Monday, April 6, 2015

The Production Possibilities Frontier of Clever Writing

I have a theory that clever turns of phrase in writing are inherently imprecise.  Why?  The theory goes that clever writing requires effort, as does accurate writing, and you necessarily pick one over the other.  Thus, a production possibilities frontier -- the more of one (cleverness) the less of the other (accuracy) and vice versa. 

Thanks to econguru.com.  K=accuracy and C=cleverness, in my example.
For that reason alliteration and rhyming, both reasonably common in legal writing, should be looked upon with suspicion.

An example: I've spent more time with Brown Shoe in recent weeks than I care to recount.  Brown Shoe contains two statements of a possible rule.  One:  " It is competition, not competitors, which the Act protects."  Another:  "[W]e cannot fail to recognize Congress' desire to promote competition through the protection of viable, small, locally owned business."  The first is pure dicta.  The second is the rule of law.  Which gets the most airplay?  The pleasingly alliterative phrase "competition, not competitors."

**Data shown**
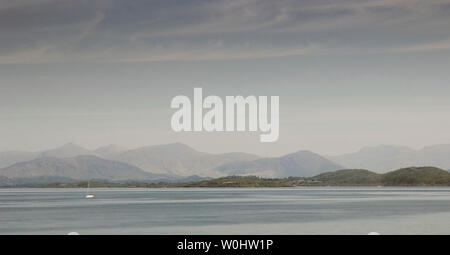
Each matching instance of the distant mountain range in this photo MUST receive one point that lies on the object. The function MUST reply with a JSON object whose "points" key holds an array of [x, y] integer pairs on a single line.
{"points": [[77, 168], [178, 161], [302, 163], [386, 158]]}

**Written task A**
In two sentences, what does the blog post on clever writing argue?
**Written task B**
Answer these questions about the blog post on clever writing:
(i) Which two devices does it call reasonably common in legal writing?
(ii) Which case has the writer spent more time with in recent weeks than they care to recount?
(iii) Which statement from that case does the writer call pure dicta?

**Exercise response A**
The writer theorizes that clever writing and accurate writing both require effort, so one must be picked over the other, as on a production possibilities frontier where more cleverness means less accuracy, and for that reason alliteration and rhyming in legal writing should be viewed with suspicion. In the example from Brown Shoe, the alliterative phrase "competition, not competitors" is pure dicta yet gets the most airplay, while the other statement is the rule of law.

**Exercise response B**
(i) Alliteration and rhyming.
(ii) Brown Shoe.
(iii) "It is competition, not competitors, which the Act protects."